Locate the line that contains "Could you put a marker on the traffic", then copy it and all later lines of the data below exactly, through the last one.

— Start —

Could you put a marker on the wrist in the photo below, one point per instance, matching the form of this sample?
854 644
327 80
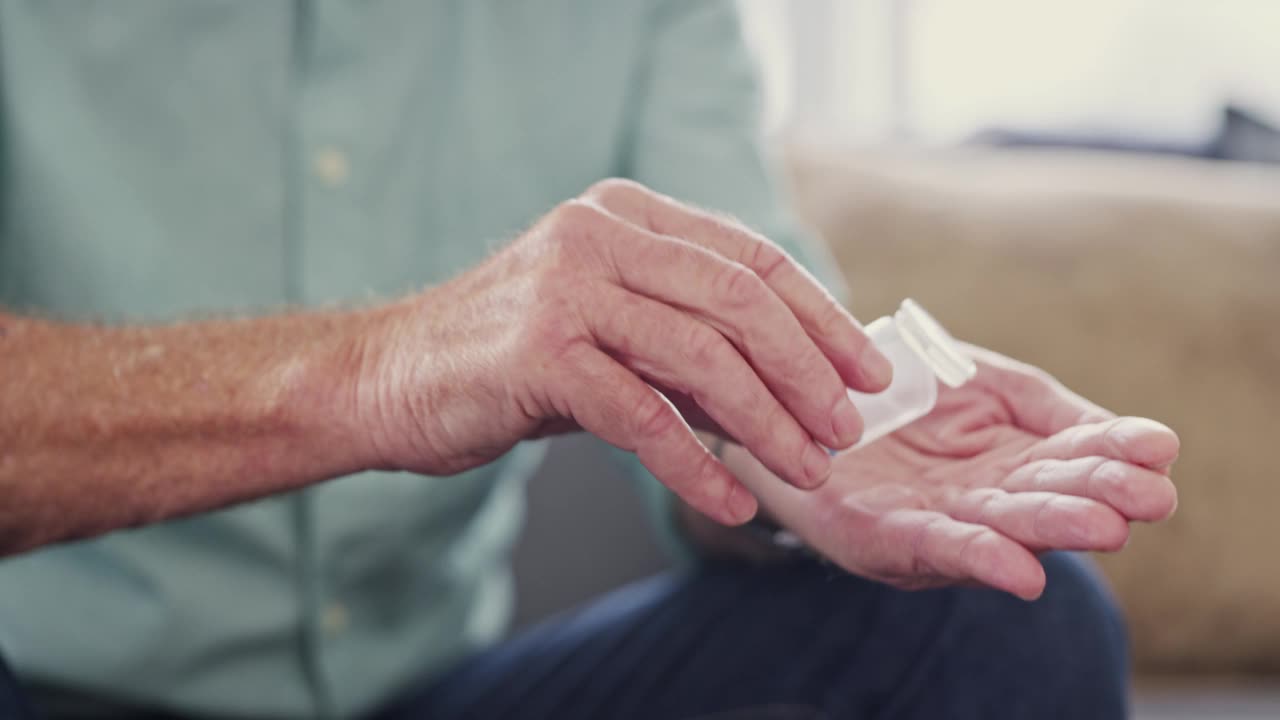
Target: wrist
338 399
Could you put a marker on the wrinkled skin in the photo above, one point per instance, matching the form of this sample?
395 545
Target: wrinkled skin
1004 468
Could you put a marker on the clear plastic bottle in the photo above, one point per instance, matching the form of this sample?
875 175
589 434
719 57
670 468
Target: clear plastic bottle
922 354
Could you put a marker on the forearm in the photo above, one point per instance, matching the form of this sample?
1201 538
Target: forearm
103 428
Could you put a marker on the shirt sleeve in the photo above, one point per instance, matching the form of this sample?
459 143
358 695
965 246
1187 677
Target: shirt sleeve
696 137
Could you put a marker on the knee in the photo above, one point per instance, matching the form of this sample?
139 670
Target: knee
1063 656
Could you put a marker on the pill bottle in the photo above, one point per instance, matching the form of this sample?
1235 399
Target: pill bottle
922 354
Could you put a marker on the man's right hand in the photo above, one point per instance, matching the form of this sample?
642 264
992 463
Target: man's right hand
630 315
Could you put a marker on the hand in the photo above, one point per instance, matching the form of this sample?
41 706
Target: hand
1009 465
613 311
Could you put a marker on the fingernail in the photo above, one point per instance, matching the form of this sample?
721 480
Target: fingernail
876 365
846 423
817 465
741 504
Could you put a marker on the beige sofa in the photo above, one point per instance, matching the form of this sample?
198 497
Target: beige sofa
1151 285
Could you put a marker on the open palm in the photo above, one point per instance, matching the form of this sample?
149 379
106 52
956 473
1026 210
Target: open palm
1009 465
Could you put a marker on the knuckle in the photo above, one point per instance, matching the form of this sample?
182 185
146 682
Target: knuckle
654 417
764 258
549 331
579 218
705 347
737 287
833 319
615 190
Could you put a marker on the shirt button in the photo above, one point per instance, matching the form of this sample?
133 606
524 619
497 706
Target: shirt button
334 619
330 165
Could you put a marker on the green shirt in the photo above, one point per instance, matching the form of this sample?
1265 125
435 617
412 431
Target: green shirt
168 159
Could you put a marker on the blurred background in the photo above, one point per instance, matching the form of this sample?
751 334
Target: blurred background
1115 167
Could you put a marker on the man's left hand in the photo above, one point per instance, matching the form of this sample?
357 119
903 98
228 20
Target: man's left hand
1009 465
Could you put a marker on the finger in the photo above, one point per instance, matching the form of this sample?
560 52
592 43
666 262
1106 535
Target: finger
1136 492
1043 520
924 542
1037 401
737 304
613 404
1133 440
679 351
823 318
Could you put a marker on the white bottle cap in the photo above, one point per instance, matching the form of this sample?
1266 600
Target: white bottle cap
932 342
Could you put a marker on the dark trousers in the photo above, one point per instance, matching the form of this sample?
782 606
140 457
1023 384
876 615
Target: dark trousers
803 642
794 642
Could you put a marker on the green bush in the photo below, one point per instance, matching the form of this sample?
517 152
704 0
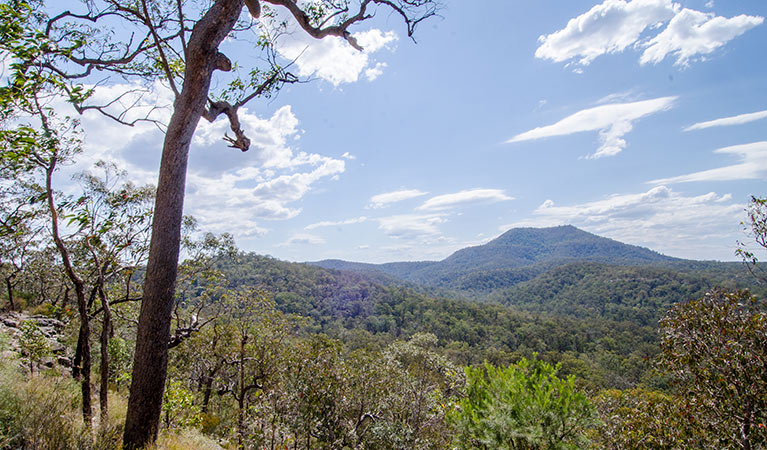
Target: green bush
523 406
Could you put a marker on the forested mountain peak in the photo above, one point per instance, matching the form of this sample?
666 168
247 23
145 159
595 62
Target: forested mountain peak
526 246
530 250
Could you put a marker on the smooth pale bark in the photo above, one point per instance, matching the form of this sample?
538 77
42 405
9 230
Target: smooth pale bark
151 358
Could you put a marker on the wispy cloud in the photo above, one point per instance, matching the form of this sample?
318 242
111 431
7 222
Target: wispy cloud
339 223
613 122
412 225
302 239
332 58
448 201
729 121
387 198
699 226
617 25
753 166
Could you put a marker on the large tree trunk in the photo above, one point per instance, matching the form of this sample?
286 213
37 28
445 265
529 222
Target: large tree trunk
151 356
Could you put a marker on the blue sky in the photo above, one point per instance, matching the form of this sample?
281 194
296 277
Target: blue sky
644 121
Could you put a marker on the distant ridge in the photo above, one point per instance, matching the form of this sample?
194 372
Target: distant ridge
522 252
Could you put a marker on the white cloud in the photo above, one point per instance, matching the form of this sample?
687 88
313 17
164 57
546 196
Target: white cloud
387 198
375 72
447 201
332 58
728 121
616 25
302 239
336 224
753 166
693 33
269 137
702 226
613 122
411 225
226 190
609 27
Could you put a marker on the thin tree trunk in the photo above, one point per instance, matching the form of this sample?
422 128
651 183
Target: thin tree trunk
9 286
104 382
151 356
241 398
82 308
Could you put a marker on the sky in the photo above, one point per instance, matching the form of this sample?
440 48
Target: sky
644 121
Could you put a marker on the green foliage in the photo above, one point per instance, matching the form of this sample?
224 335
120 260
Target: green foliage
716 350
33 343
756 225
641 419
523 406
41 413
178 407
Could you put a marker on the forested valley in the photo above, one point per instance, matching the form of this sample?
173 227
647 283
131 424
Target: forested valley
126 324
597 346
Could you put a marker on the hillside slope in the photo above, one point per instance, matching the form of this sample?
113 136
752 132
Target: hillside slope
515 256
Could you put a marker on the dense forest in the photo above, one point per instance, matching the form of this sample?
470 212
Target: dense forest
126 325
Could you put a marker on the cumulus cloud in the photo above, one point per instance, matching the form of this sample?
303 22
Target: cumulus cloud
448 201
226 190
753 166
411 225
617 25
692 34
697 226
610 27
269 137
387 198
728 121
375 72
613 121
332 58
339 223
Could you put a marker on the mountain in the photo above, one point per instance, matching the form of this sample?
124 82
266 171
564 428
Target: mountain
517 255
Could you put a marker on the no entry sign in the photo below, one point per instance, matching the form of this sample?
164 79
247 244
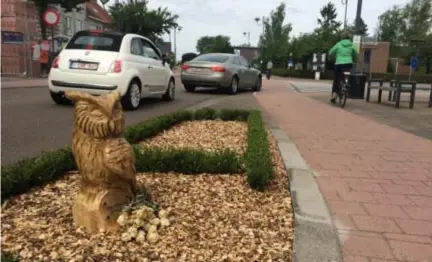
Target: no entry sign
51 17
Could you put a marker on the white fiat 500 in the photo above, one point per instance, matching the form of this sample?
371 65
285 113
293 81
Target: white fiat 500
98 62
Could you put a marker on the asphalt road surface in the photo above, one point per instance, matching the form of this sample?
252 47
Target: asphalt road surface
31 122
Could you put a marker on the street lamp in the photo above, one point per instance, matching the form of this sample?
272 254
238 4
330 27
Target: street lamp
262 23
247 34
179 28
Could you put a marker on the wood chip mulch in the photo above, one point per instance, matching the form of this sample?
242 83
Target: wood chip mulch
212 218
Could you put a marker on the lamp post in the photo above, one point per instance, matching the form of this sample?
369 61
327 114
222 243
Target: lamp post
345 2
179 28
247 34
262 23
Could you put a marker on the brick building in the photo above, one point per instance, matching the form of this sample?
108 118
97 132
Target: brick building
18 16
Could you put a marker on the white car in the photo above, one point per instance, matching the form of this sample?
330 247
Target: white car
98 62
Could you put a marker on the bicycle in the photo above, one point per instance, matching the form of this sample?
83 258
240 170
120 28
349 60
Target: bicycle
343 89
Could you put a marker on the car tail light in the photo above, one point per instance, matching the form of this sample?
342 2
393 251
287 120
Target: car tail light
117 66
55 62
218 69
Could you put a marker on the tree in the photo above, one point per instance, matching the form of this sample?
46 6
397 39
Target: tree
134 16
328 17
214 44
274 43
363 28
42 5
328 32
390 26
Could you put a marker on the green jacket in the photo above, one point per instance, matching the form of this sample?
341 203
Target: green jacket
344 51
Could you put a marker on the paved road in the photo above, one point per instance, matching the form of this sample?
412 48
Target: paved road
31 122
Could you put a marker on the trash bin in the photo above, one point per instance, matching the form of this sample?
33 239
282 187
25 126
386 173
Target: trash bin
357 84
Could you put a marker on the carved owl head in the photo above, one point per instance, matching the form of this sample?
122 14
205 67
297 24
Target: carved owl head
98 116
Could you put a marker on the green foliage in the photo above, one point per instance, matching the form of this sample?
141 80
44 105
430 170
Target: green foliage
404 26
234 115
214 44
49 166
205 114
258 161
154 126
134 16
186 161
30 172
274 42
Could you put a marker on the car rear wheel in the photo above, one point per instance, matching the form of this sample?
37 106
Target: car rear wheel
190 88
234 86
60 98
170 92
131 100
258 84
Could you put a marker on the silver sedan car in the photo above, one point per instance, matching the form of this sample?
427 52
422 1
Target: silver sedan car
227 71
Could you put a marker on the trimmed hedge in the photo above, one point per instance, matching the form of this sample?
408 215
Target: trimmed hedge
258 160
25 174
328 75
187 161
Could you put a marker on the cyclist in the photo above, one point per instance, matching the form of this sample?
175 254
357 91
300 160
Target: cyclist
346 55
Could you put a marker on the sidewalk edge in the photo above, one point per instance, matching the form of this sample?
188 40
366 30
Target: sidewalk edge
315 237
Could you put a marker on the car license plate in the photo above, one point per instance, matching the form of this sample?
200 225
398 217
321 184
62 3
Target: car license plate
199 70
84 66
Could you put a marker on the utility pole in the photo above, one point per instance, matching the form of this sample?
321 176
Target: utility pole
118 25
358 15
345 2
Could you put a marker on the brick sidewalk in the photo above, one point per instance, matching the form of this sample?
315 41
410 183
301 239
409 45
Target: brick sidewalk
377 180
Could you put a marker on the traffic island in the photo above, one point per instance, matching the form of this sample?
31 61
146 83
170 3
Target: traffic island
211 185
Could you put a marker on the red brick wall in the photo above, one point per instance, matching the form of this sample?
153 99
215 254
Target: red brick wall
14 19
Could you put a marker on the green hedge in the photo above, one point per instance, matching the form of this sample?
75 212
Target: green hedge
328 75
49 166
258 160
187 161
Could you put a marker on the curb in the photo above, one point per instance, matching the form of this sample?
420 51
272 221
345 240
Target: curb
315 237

— End —

• Written solution:
Could you put a marker on the traffic island in the photo above, one point per instance, matching the form of this sample?
31 61
146 83
170 3
Target: traffic island
211 185
Could you put a marker on the red brick wall in the photo above, one point per instance, matching the form of this sample?
153 99
215 254
Target: red brick wall
14 19
Could you put a marker on the green hedge in the photo above, one point per instance, matching the form of this sample?
75 212
Target: green hedge
328 75
49 166
258 160
187 161
Could you put a marker on the curb in the photo above, one point per instance, matching the form of this sample?
420 51
272 221
345 240
Target: curb
315 237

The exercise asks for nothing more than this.